(Tareas pendientes):
A: Según la página sobre la Misa Crismal, ¿a qué se dedicó el sacerdote después de abandonar su ministerio?
B: Transcribe literalmente de la página sobre la Misa Crismal todo lo que va desde "El Señor Jesús" hasta "XII, p. 530-532)".

(Página):
□ □ □ □ □ □ □

Misa Crismal

Raúl Berzosa: «Los presbíteros tenemos que familiarizarnos y meditar asiduamente la Palabra del Señor, para creer lo que leemos, enseñar lo que creemos y practicar lo que enseñamos»

El obispo ante los santos óleos.

Querido D. José, obispo; queridos hermanos sacerdotes y diáconos; queridas consagradas; queridos todos:

El Señor Jesús nos ha convocado, un año más, a celebrar esta Eucaristía tan entrañable y significativa para los presbíteros. En ella renovaremos nuestros compromisos. Lo hacemos en clima orante y en presencia de parte del Pueblo de Dios.

En esta ocasión no voy a ser muy original. Voy a unir la voz de dos Papas vivos: nuestro Papa emérito, Benedicto XVI, y el actual gobernante, Papa Francisco. Comienzo por el Papa Benedicto (Cf. J. Ratzinger, Obras completas XII, p. 530-532)

Cuenta la historia de un sacerdote que, en su época de estudiante y en sus primeros años de sacerdocio, fue una persona entusiasta, llena de la alegría y llena de Dios. Como se le creía muy capaz, se le enviaba siempre a terrenos y misiones difíciles. Sin embargo, cada vez pesaba más en su corazón la infructuosidad de su labor.

Todo se volvió oscuro en torno a él, de modo que abandonó su ministerio. Quería ser finalmente un hombre como todos los demás… Así que se buscó otra cosa y se hizo asistente social, pudiendo entonces hablar con las gentes acerca de sus existencias y aconsejarlos al respecto. Al cabo de un tiempo, le surgieron muchas preguntas: “¿Qué pasa cuando el mismo consejero sólo aconseja según lo que se puede hacer a nivel humano?… ¿No puede ocurrir que, en el caso de tener que aconsejar, desde su propia oscuridad se traicione a sí mismo?… ¿No pudiera suceder que un ciego guiara a otro ciego?”…

Volvamos al sacerdote que trabajaba como asistente social: él aconsejaba a las personas, pero se daba cuenta de que esta tarea era mucho menor de la que hacía antes en su ministerio sacerdotal. Se sintió finalmente como el hijo pródigo de la parábola y se atrevió a decir al Señor: «Adsum»: “Señor, estoy aquí, acéptame de nuevo, como aceptaste a Pedro, que, en medio de su debilidad, nunca dejó de amarte”.

□ □ □ □ □ □ □

(Datos extraídos):
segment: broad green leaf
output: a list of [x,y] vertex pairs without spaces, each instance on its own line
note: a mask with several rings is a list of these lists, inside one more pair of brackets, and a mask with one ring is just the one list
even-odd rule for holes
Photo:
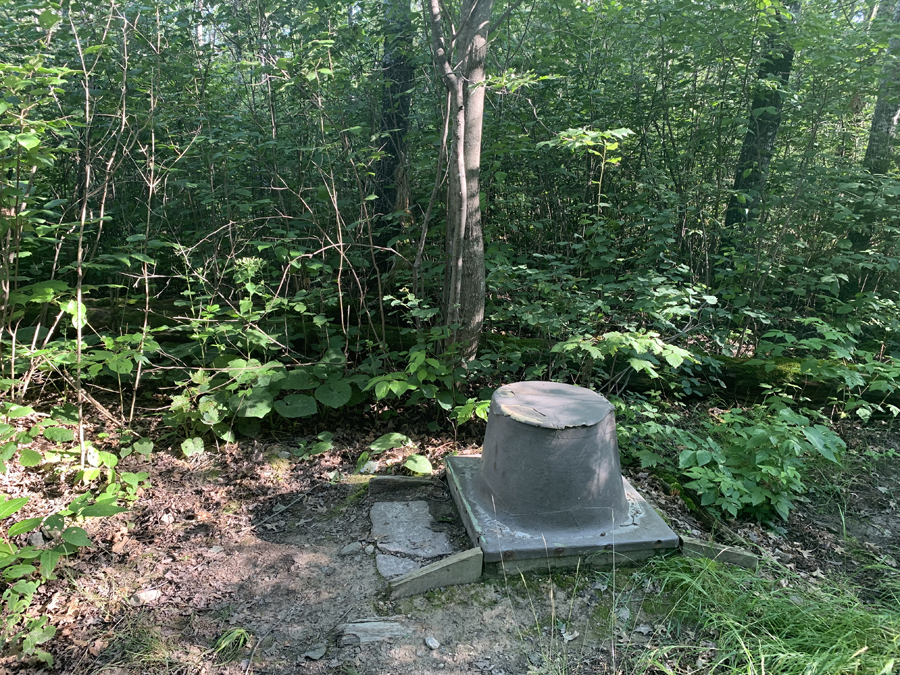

□ □ □ □ □ □ □

(Soluciones):
A: Se hizo asistente social.

B:
El Señor Jesús nos ha convocado, un año más, a celebrar esta Eucaristía tan entrañable y significativa para los presbíteros. En ella renovaremos nuestros compromisos. Lo hacemos en clima orante y en presencia de parte del Pueblo de Dios.

En esta ocasión no voy a ser muy original. Voy a unir la voz de dos Papas vivos: nuestro Papa emérito, Benedicto XVI, y el actual gobernante, Papa Francisco. Comienzo por el Papa Benedicto (Cf. J. Ratzinger, Obras completas XII, p. 530-532)